_What to do:_
Write out the stretch of the passage on reading and eye movements from "A practical explanation" through "of our study.", copying it word for word.

A practical explanation for this lacuna is that the statistical machinery required to analyze such a complex dataset has simply not been available until now. The present study takes advantage of recent advances in machine learning techniques to estimate and visualize the relative importance of the reader- and text-driven variability in eye-movements over time. We utilize the Random Forests method, which surpasses traditional linear regression methods in its ability to manage two problems inherent to this type of dataset: collinearity among predictors and model overfitting (see Matsuki, Kuperman, & Van Dyke, 2016 for further discussion). In the remainder of the Introduction, we review briefly the literature that informs the joint specification of components of reading, provide motivation for establishing their relative importance, and formulate the goals of our study.

_Data supplied:_
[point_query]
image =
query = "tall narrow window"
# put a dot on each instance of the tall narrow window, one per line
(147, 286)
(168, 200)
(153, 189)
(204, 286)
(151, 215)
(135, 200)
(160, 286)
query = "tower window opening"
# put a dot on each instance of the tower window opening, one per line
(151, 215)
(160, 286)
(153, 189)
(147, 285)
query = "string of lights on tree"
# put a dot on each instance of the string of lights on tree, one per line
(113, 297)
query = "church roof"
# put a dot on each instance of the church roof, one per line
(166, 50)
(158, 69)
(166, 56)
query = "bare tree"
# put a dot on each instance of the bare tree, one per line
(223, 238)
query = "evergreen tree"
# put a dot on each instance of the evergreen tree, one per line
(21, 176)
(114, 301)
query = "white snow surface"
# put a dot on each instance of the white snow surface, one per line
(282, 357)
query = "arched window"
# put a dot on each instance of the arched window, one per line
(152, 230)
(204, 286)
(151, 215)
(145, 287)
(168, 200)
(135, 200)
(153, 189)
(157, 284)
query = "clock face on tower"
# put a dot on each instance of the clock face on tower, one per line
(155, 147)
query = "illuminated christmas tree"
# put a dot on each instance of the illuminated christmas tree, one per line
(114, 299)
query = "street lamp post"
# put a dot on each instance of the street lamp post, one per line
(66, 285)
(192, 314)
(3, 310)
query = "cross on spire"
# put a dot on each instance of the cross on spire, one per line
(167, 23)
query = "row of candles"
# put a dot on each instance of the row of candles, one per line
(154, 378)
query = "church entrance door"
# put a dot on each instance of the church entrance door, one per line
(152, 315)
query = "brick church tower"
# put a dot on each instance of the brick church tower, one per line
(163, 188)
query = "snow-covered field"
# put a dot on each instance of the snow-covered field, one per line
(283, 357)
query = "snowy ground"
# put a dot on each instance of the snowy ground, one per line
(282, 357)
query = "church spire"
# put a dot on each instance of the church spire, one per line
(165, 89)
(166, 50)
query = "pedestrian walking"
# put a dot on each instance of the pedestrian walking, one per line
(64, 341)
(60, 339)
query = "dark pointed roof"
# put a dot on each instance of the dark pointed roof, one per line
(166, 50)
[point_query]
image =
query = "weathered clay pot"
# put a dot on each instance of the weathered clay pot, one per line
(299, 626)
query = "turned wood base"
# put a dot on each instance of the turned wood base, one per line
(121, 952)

_Response to the exercise:_
A practical explanation for this lacuna is that the statistical machinery required to analyze such a complex dataset has simply not been available until now. The present study takes advantage of recent advances in machine learning techniques to estimate and visualize the relative importance of the reader- and text-driven variability in eye-movements over time. We utilize the Random Forests method, which surpasses traditional linear regression methods in its ability to manage two problems inherent to this type of dataset: collinearity among predictors and model overfitting (see Matsuki, Kuperman, & Van Dyke, 2016 for further discussion). In the remainder of the Introduction, we review briefly the literature that informs the joint specification of components of reading, provide motivation for establishing their relative importance, and formulate the goals of our study.